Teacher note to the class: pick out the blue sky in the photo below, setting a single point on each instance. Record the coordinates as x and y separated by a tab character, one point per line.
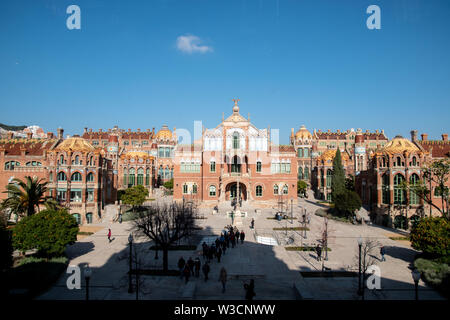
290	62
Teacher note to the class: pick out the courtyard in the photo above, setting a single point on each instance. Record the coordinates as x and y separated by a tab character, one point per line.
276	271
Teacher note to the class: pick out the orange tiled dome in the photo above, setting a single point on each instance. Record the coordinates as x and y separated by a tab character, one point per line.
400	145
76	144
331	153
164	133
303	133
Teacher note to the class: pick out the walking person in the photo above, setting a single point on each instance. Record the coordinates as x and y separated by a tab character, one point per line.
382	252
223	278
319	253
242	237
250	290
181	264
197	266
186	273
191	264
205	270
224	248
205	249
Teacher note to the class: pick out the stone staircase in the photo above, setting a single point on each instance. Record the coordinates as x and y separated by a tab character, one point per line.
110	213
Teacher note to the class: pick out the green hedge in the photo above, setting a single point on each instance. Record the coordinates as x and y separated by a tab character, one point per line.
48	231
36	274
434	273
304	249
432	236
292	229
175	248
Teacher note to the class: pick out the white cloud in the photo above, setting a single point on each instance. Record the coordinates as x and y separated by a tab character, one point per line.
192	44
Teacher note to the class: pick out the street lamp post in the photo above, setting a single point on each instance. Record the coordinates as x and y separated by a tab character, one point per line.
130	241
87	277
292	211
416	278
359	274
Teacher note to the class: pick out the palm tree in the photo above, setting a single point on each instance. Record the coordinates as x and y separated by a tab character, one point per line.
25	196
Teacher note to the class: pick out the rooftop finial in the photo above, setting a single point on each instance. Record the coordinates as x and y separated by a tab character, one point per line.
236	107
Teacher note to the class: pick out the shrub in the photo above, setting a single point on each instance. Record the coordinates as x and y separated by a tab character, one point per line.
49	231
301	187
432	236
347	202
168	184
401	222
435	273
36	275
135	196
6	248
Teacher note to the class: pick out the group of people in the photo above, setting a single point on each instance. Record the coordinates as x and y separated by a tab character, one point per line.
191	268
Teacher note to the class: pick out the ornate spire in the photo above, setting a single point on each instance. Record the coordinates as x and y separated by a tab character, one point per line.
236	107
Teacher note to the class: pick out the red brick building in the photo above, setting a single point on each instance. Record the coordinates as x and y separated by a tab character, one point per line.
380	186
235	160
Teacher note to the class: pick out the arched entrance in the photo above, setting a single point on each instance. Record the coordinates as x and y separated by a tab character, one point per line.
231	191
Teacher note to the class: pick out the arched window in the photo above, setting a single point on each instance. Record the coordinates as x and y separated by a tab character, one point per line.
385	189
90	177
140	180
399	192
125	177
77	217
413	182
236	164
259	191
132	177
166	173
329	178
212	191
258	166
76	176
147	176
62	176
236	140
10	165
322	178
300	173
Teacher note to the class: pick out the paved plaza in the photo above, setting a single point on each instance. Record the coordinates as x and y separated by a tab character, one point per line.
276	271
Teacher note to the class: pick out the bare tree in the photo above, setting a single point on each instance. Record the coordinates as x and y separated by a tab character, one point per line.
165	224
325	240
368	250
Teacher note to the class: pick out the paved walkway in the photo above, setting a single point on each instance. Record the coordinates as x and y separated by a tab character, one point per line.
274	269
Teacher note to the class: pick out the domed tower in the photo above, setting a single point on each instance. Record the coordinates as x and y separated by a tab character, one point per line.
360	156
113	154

- - - -

→ **Assignment**: Skipping all images, output the listing exactly.

→ **Answer section**:
Teacher note to the class: pick out the blue sky in the photo below, setting a single point on each instance. Record the coordinates as x and y separated by a tab character, one point per line.
290	62
Teacher note to the class: pick out the courtyard in the photo above, setting a single point on each instance. Record the coordinates as x and y separated by a tab character, one point per line.
276	271
Teacher note to the class: pick out the orange tiled dome in the photo above, setting a single point on each instance. Record the coordinates as x and y separated by a tab character, one point per line.
400	145
76	144
331	153
164	133
303	133
Teacher note to the class: pick out the walking person in the photo above, setting a single point on each instance. Record the coordinates as x and y separated by a tab character, one point per line.
382	252
223	278
319	253
242	237
250	290
181	264
197	266
186	273
191	264
205	270
224	248
205	249
Teacher note to the class: pick out the stone staircase in the photo above, setting a single point on each instance. Record the coordinates as x and y separated by a tab character, one point per line.
110	213
Teacher note to the class: pick out the green hedge in the photo above, setting a single point on each instance. Record the coordinates as x and y separated by a tab character, one point per line.
48	231
36	274
434	273
304	249
432	236
292	229
175	248
Teacher note to the class: pick out the white cloud in the photo above, setting a single point on each instance. Record the coordinates as x and y separated by a tab character, one point per line.
192	44
Teacher note to the class: pick out the street lamp post in the photo above, setting a single point on each instance. Record the coordinates as x and y separated by a tab character, one point per line.
130	241
87	277
292	211
416	278
359	274
Teacher note to the class: pick out the palm tree in the photo above, setting a single point on each instance. Record the coordinates as x and y separated by a tab character, one point per line.
25	196
Teacher note to the class: pick out the rooftop finial in the photo above, setting a single point on each instance. Record the coordinates as x and y separated by a tab character, one point per line.
236	107
Teacher note to the class: pick out the shrub in the photo above, setting a single point on each instance. Record the coordinates as x and y separated by a tab character, one point per line.
49	231
301	187
432	236
347	202
168	184
401	222
435	273
36	275
135	196
6	248
Teacher note to the class: pick out the group of people in the photo above, setting a single point on each instance. Record the coordinates as x and y separated by a tab character, one point per line.
191	268
Teacher note to the class: pick out the ornate spire in the photo above, setting a single point on each instance. Record the coordinates as x and y separated by a tab character, one point per line.
236	107
Teacher note to the class: pick out the red brick building in the photo above, setting a single point on each instance. Record the coordinates as x and y separated by a tab character, one point per line.
380	186
235	160
Teacher note to the class: pick out the arched entrance in the photo above, setting a single point on each instance. Record the coordinates as x and y separated by a tab character, one point per line.
231	191
Teacher note to the class: pick out the arched window in the photo above, setting a single point on each instance. Record the coordinates as x and y separated by a tab character, one point per line.
385	189
90	177
140	180
399	192
125	177
77	217
413	182
236	164
259	191
132	177
166	173
329	178
212	191
258	166
76	176
147	176
62	176
236	140
10	165
322	178
300	173
Teacher note to the class: pick out the paved plaza in the photo above, setting a single point on each instance. Record the coordinates as x and y separated by a tab character, one point per line.
276	271
Teacher note to the class: pick out the bare tree in the photo above, setting a single point on each instance. Record the coordinates as x and y separated by a tab character, one point per line.
165	224
325	240
368	250
Teacher note to the class: pick out the paved walkway in the photo above, setting a single point on each instance. Record the coordinates as x and y separated by a tab character, one point per line.
274	269
Teacher note to the class: pick out the domed tower in the photo above, setting a single point on each instance. Record the coordinates as x and y separated by a tab character, one point per line.
360	156
113	154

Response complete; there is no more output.